### Document passage
The author of the present excellent biography (whose real name of Wells was changed to " West " because he has no relationship with his subject) tells us how all this incalculable labour was accomplished in the face of lower-middle class birth, indifferent education, depressing work as shop assistant and teacher, bitter controversy, bitter scandal, the opposition of intimate enemies, and all the distracting temptations of wealth so hardly won.
Part of all this energy, the cause or result of it, was enviable courage. Mr. Wells is a born assailant, and he has followed the first maxim of war that to attack is better than to defend. Let me quote a judgment of Henry James, de- livered in his characteristic style :- " I am lost in amazement at the diversity of your genius. As in everything you do, it is the quality of your intellect that primarily (in the Utopia) obsesses and reduces me—to that degree that even the colossal dimensions- of your Cheek (pardon the term that I dont in the least invidiously apply) fails to break the spell. Indeed your Cheek is positively the very sign and stamp of your genius."
By Cheek Henry James meant much the same as I mean by courage, for there is a certain amount of impudence in any attack upon established and venerated tradition. But it wasthis Cheek or courage that enrolled Mr. Wells among the prophets. In all his works he has belonged to the unapostolic succession of British prophets. As a prophet he was happy in the opportunity of his birth. Carlyle, Dickens, Ruskin, Matthew Arnold, William Morris and the rest had all done noble service as last century's prophets, but we were a little tired of their eloquent denunciations of the present, and their eulogies of the romantic past. And here came the new prophet Wells, encouraging the present, denouncing the mouldering old past, welcoming every change, defying tradition, no matter how beautiful and venerated, exuberant with optimism, looking forward to marvellous evolutions of an earthly paradise yet to be revealed. Forward ! was his prophetic cry, and let the iridescent visions of romance, the mumbled formulae of historians, and the mediaeval fantasies of tradition vanish like ghosts !

### Dataset entries
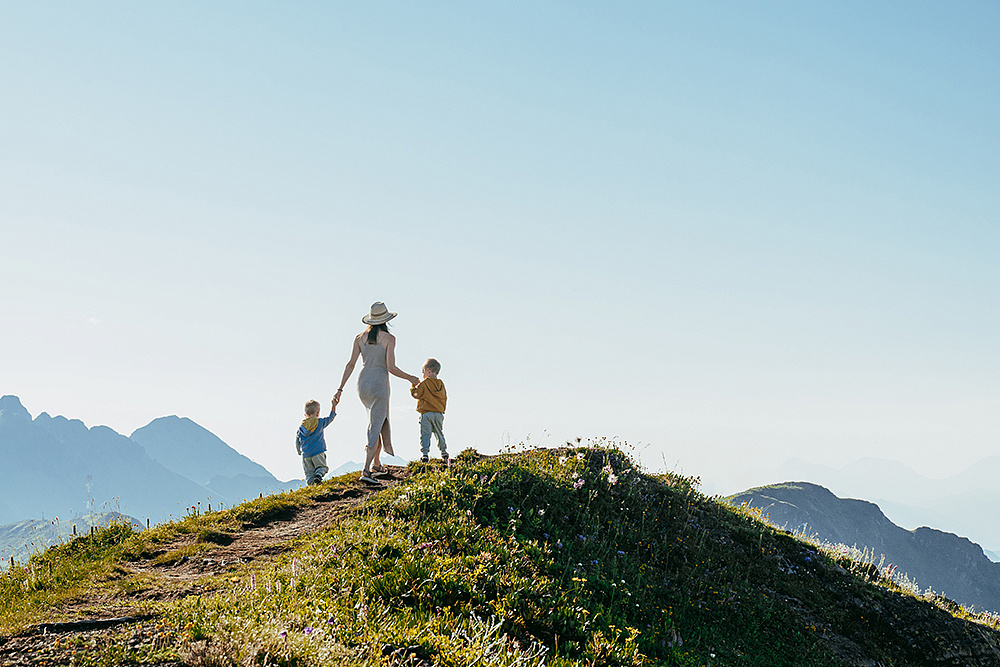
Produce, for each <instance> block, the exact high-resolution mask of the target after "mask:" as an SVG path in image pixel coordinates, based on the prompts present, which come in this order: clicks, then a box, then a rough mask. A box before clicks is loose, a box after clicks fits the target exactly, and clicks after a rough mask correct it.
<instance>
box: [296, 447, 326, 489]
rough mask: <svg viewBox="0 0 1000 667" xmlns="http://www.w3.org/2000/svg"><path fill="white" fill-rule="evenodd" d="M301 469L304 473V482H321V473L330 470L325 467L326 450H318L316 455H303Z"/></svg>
mask: <svg viewBox="0 0 1000 667" xmlns="http://www.w3.org/2000/svg"><path fill="white" fill-rule="evenodd" d="M302 470H303V472H305V474H306V484H319V483H320V482H322V481H323V475H325V474H326V473H327V472H329V471H330V469H329V468H327V467H326V452H320V453H319V454H317V455H316V456H303V457H302Z"/></svg>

### Problem 1
Answer these questions about the review of the Wells biography:
(a) What real name did the biography's author change to "West"?
(b) According to Henry James, what is "the very sign and stamp" of Wells's genius?
(c) What was the new prophet Wells's prophetic cry?
### Problem 2
Can you substitute "frame" for "box" in the records, beginning at their start and stopping after the line that contains "box: [296, 447, 326, 489]", leaving the pictures out of your answer?
The text and the records are unrelated to each other.

### Reply 1
(a) Wells
(b) His Cheek
(c) Forward!

### Reply 2
Produce, for each <instance> block, the exact high-resolution mask of the target after "mask:" as an SVG path in image pixel coordinates, based on the prompts present, which come in this order: clicks, then a frame, then a rough mask. A frame before clicks is loose, a frame after clicks fits the target exactly, and clicks after a rough mask correct it.
<instance>
frame: [296, 447, 326, 489]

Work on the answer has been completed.